* **WHAT TO WORK ON**
Can you rewrite the rows in the part that opens with the line containing "Ground every brown cow." and closes with the line containing "0, 236, 640, 426", swapping "grass" for "turf" and changing nothing else? Give only those rows, and leave the pictures out.

** start **

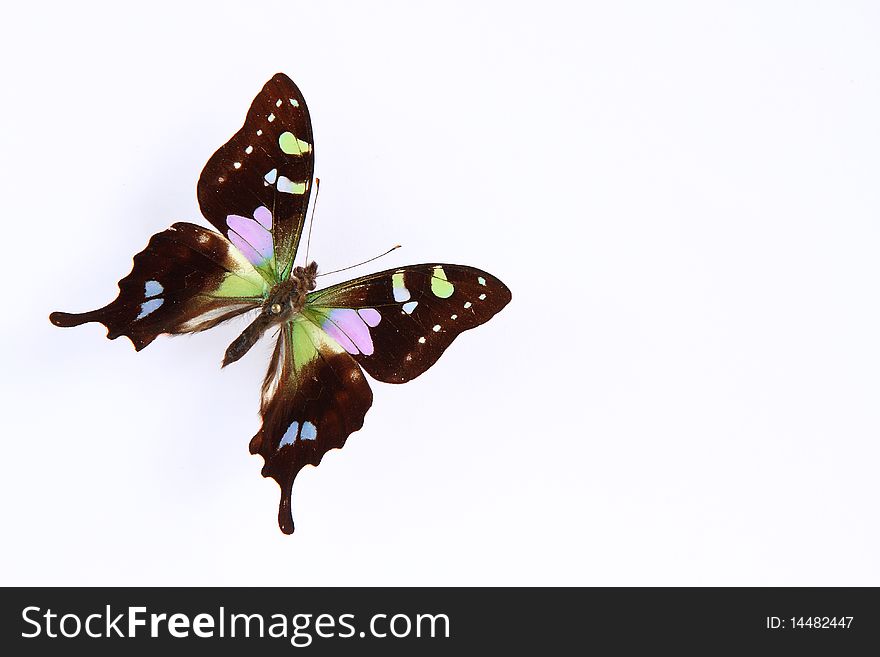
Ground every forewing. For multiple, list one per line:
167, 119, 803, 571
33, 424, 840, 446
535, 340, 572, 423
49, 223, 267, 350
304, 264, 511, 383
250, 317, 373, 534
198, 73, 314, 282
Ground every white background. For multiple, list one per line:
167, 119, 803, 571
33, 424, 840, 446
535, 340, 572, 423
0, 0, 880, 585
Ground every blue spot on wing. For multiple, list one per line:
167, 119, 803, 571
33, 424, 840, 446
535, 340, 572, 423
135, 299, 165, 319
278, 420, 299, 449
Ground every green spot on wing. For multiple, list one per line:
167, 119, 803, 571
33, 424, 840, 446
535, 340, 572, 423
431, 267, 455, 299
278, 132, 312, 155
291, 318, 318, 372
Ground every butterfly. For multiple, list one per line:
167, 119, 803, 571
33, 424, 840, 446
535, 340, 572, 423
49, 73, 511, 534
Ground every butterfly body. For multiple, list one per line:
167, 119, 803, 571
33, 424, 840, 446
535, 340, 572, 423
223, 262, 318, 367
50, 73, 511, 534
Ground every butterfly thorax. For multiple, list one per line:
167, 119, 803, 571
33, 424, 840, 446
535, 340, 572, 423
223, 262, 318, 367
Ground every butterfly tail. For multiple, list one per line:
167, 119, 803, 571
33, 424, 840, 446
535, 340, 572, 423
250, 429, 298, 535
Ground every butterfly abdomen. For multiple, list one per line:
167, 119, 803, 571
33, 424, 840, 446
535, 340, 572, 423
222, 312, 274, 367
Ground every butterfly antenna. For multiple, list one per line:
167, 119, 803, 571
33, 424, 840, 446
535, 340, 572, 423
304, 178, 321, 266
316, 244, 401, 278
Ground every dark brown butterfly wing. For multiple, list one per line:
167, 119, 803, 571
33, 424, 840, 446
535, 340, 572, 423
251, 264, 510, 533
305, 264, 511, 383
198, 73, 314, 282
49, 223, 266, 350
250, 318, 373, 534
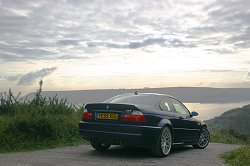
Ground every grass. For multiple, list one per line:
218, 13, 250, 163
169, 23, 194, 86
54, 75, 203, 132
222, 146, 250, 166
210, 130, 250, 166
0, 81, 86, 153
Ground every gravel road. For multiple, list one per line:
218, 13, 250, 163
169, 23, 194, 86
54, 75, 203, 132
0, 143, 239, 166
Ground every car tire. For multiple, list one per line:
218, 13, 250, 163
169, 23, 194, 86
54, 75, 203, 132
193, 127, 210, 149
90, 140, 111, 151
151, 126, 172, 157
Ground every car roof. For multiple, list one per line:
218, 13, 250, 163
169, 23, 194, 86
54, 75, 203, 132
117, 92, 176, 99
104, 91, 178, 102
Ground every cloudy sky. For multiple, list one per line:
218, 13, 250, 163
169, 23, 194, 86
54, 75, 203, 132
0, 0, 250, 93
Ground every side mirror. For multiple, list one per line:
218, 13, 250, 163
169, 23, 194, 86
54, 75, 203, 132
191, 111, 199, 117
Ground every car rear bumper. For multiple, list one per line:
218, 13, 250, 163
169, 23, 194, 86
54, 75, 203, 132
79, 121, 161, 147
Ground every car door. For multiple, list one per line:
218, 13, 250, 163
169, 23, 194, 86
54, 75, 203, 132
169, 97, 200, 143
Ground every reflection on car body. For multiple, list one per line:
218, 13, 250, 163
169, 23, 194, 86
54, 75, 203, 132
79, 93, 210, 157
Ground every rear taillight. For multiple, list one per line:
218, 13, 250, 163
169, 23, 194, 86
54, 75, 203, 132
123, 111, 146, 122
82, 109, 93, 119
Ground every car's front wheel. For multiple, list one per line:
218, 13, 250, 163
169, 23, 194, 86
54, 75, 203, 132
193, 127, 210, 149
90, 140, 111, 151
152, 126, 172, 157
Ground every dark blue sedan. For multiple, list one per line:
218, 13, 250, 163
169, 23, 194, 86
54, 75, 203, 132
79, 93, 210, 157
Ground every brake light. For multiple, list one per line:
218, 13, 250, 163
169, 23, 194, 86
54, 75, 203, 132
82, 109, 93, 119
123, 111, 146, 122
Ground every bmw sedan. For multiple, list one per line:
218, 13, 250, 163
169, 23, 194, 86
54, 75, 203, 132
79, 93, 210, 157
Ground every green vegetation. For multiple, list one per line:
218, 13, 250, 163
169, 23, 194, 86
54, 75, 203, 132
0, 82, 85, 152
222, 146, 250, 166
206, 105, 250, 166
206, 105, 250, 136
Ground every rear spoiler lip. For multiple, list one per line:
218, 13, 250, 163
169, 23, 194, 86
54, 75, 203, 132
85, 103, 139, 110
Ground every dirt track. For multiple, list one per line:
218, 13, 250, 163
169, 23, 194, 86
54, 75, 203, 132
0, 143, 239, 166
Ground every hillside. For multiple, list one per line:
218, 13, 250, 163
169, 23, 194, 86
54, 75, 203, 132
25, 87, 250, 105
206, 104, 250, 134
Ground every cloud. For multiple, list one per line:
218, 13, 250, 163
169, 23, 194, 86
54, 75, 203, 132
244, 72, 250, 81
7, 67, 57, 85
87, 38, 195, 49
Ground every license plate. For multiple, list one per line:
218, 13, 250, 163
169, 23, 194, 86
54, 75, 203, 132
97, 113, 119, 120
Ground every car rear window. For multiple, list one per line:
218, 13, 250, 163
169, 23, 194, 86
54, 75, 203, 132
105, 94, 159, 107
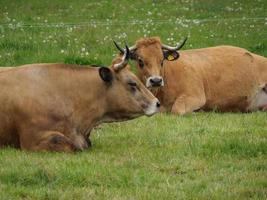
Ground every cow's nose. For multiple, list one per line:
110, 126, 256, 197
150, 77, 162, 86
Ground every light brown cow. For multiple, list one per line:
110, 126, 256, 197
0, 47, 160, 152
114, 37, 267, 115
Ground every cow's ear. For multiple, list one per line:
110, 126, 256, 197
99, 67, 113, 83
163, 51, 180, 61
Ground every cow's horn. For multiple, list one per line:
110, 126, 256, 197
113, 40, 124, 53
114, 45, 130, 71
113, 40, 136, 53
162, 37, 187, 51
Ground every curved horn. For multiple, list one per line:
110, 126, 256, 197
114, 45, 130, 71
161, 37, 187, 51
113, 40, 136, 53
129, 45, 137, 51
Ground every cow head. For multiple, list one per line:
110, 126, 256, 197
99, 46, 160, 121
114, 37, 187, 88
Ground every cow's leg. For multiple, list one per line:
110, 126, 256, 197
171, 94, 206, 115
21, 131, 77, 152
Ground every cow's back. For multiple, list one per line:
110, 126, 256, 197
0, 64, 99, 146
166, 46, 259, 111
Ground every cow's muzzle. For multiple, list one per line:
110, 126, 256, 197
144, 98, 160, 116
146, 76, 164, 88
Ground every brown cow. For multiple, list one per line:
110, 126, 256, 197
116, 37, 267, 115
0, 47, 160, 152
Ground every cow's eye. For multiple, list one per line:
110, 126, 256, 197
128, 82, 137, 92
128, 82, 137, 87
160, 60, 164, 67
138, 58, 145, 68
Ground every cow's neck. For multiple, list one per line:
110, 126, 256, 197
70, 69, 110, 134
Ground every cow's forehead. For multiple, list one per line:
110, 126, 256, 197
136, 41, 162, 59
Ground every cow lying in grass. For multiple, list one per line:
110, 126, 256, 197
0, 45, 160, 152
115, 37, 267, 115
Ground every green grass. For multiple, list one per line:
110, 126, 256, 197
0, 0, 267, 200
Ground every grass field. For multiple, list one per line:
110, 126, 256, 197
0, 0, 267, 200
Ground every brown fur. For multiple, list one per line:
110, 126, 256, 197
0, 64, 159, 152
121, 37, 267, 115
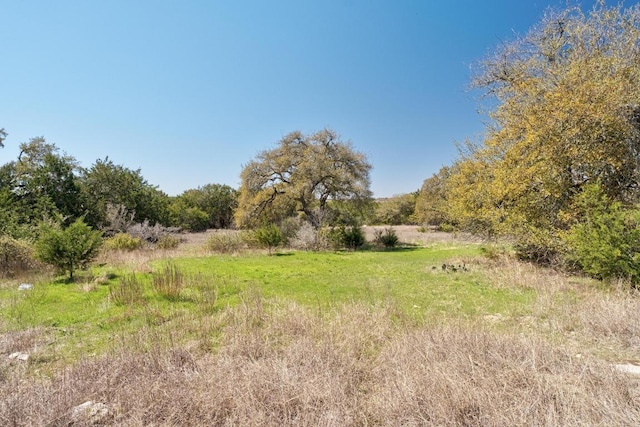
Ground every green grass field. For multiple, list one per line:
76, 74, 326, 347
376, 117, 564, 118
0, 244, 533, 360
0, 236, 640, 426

** end **
** start **

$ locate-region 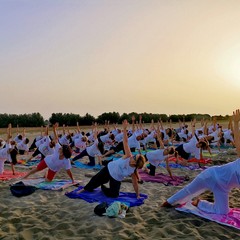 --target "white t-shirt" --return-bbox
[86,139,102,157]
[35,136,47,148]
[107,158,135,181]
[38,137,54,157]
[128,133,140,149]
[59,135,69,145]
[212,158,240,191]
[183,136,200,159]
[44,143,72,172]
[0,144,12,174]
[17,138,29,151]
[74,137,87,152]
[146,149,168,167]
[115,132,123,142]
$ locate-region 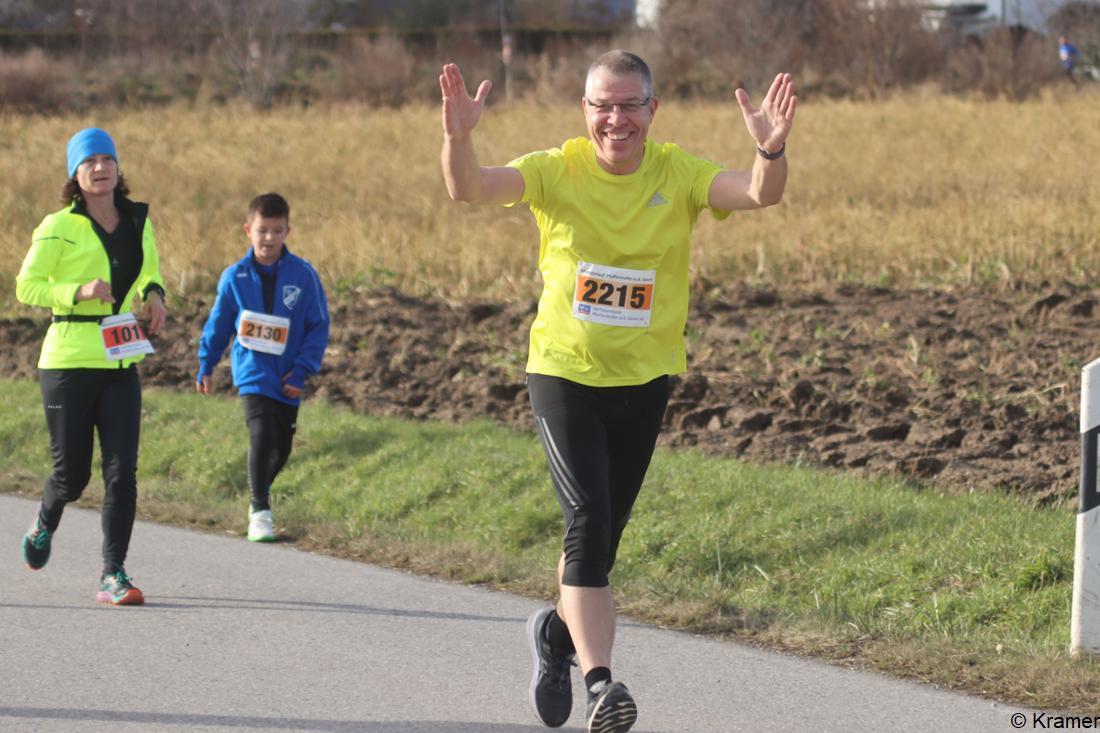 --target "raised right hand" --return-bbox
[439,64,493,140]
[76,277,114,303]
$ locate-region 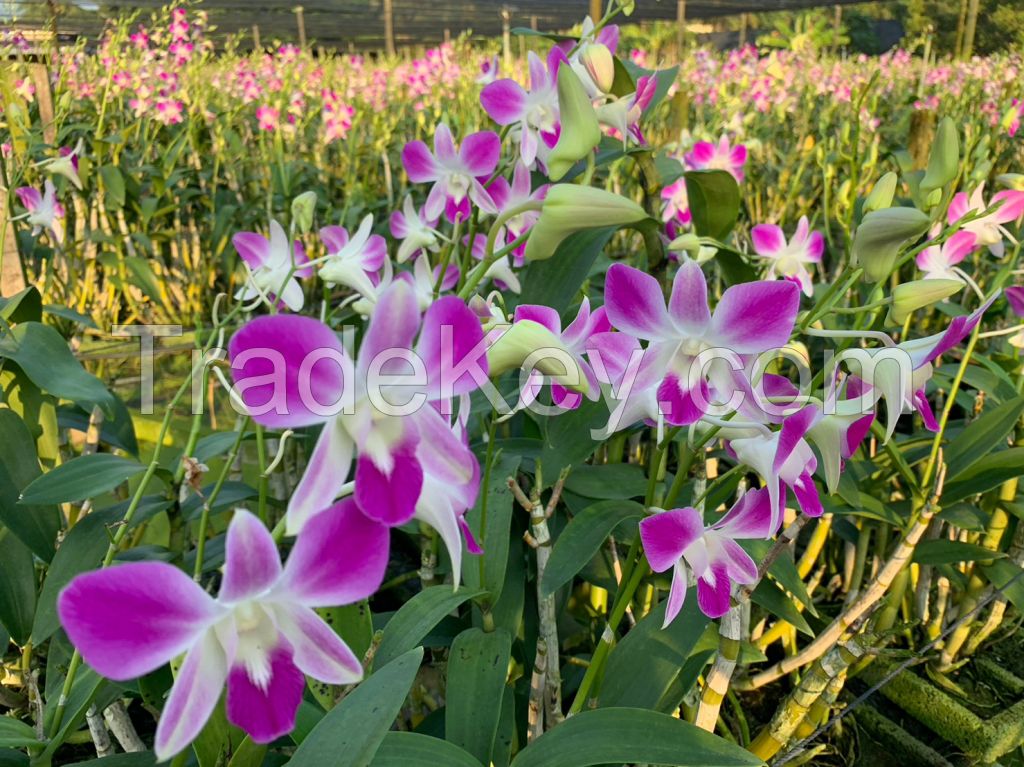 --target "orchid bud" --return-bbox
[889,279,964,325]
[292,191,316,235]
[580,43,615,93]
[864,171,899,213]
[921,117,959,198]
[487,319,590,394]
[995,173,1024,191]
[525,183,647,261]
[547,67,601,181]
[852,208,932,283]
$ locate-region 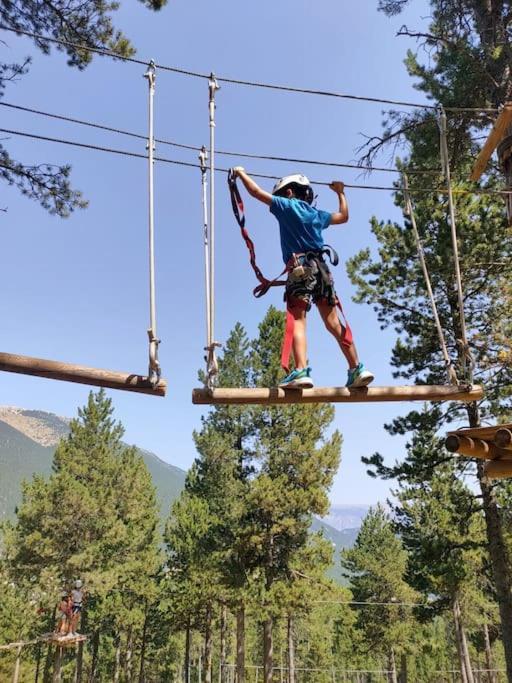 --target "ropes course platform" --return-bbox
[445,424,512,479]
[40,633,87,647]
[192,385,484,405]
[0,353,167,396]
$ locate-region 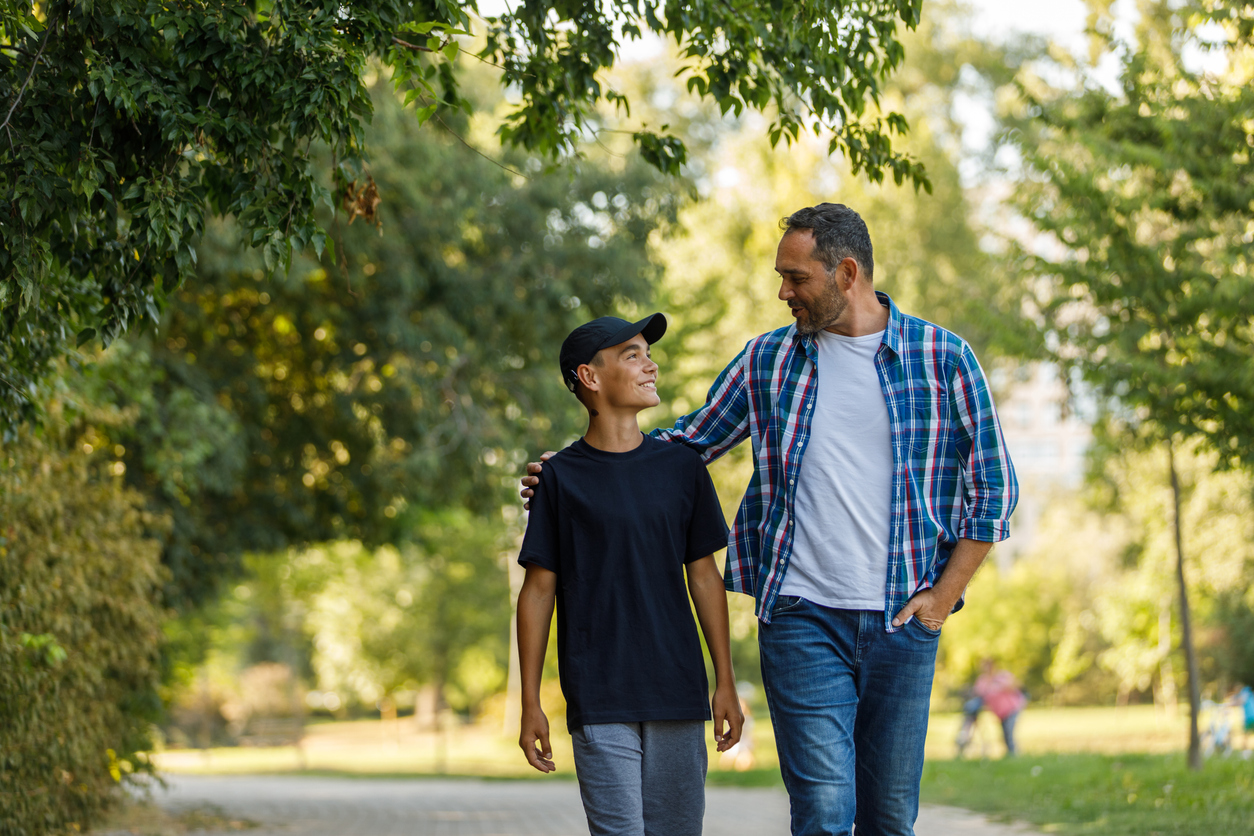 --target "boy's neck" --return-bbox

** end **
** start **

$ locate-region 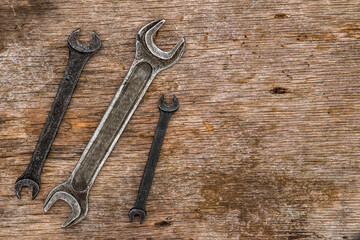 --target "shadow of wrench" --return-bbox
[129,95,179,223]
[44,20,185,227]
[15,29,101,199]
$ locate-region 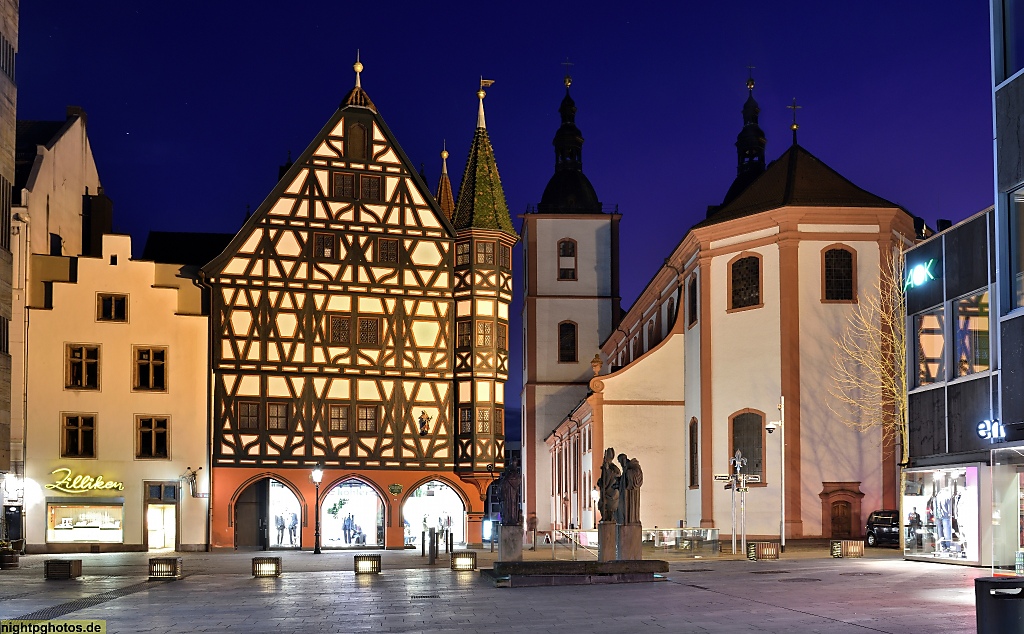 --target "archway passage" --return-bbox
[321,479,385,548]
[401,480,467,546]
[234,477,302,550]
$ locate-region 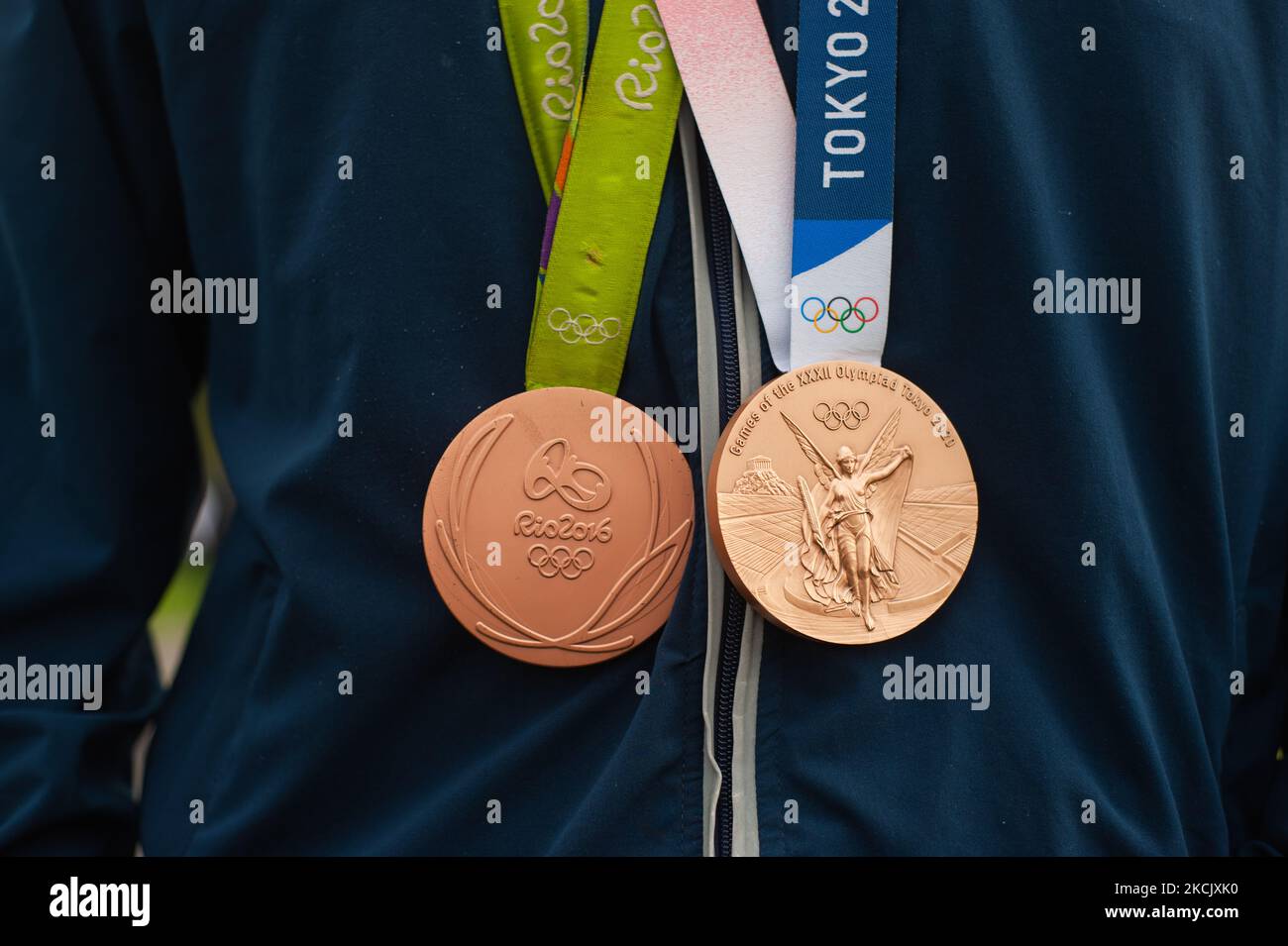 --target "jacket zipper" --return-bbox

** end **

* **TASK RESULT**
Ground every brown cow. For multiple, list one per line:
110, 126, 256, 197
116, 37, 267, 115
0, 47, 160, 152
Ground every cow's eye. For multiple, list one per line:
110, 126, 256, 197
128, 82, 137, 92
128, 82, 137, 87
160, 60, 164, 67
138, 58, 145, 68
Ground every cow's neck. For multiple, list one per line:
110, 126, 256, 197
70, 69, 110, 134
Ground every cow's forehead. For multiple, list one per line:
110, 126, 256, 197
136, 41, 162, 59
Ground every cow lying in turf. For multiple, list one per line:
110, 126, 256, 197
0, 45, 160, 152
115, 37, 267, 115
Ground every green turf. For multiple, list one per line:
110, 126, 256, 197
0, 0, 267, 200
Ground every turf field. For multiple, list one per line:
110, 126, 256, 197
0, 0, 267, 200
Ground every brown fur. For multiple, list one per line:
110, 126, 256, 197
0, 64, 159, 152
121, 37, 267, 115
Ground every green turf field. For multiple, list one per line:
76, 74, 326, 347
376, 117, 564, 118
0, 244, 533, 360
0, 236, 640, 426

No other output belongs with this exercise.